### Written task
Rewrite the records starting with the line with "Question. Identify every instance of the green stripe" and going on through the line with "Question. Identify every instance of the man in yellow", swapping "green trim" for "blue trim" and leaving everything else untouched. Give only those lines.

* start Data for this exercise *

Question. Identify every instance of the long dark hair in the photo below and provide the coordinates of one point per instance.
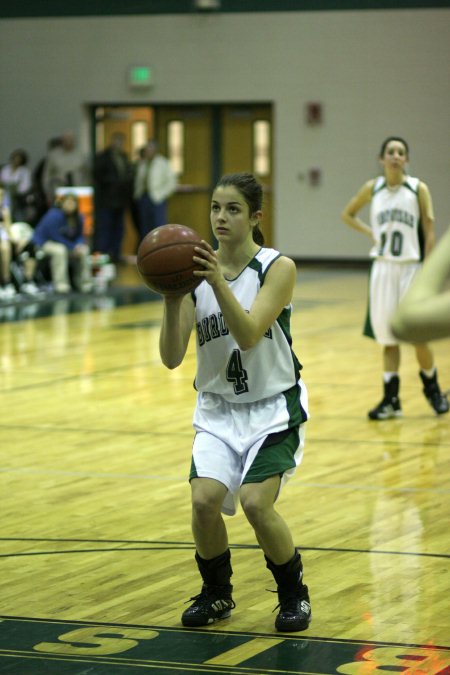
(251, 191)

* end Data for this exercise *
* start Data for this exercise *

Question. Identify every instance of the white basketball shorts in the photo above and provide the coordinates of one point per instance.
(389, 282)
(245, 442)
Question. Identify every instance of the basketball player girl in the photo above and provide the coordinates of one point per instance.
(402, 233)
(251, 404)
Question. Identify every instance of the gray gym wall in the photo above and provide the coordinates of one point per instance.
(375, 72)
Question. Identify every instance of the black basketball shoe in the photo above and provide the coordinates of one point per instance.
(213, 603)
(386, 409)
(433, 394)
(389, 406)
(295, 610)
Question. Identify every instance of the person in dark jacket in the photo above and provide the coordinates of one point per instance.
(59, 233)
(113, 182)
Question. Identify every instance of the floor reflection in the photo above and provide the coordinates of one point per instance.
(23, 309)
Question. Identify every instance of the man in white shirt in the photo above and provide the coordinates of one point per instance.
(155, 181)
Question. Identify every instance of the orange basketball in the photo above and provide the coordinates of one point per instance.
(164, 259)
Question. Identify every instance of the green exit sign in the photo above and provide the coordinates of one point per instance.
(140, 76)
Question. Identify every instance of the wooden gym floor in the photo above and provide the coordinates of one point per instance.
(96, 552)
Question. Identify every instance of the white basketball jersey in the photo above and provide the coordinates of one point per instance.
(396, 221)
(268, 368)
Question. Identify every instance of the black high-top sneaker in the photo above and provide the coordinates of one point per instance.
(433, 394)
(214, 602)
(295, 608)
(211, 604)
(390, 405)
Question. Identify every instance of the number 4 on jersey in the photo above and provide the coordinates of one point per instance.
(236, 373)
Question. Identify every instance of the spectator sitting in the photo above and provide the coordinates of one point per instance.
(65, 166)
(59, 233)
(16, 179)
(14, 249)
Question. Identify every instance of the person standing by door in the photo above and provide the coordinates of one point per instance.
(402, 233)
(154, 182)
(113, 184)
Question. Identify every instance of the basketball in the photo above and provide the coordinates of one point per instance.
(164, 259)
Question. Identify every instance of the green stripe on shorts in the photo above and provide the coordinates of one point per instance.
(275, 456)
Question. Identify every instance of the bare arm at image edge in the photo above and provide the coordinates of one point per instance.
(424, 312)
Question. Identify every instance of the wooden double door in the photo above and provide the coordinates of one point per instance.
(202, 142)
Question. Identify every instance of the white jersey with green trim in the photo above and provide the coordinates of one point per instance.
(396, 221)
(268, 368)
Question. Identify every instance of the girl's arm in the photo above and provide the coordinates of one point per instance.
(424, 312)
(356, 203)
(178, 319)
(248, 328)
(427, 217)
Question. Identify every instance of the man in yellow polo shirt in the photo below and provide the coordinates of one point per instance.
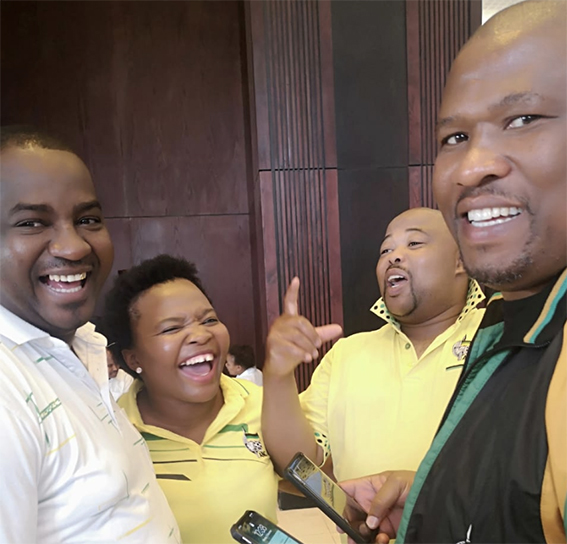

* end Data for this exercise *

### Written solution
Question. Identify every instance of the green stripe on shorts in the photo above and provide the coordinates of one point per instance.
(275, 456)
Question. Identify every instance of the bare arm at image edge in the photo above and provide the coordinates of one point per instance.
(424, 312)
Question. Identify every instance of the wooden double door in the photo above and provide the coordinates of one point per instance.
(202, 142)
Question. Identify every instance of the white jersey with blue trim in the photo above and provide the coordinates of one point per instance.
(396, 221)
(268, 368)
Question. Identify every instance of the girl's arm in the photo above and provide the coordinates of one point per instance.
(424, 312)
(356, 203)
(178, 319)
(248, 328)
(427, 217)
Question. Identify every instance of the man in yellow polo shirt in the photo below and provide the coordinates of one point per instance.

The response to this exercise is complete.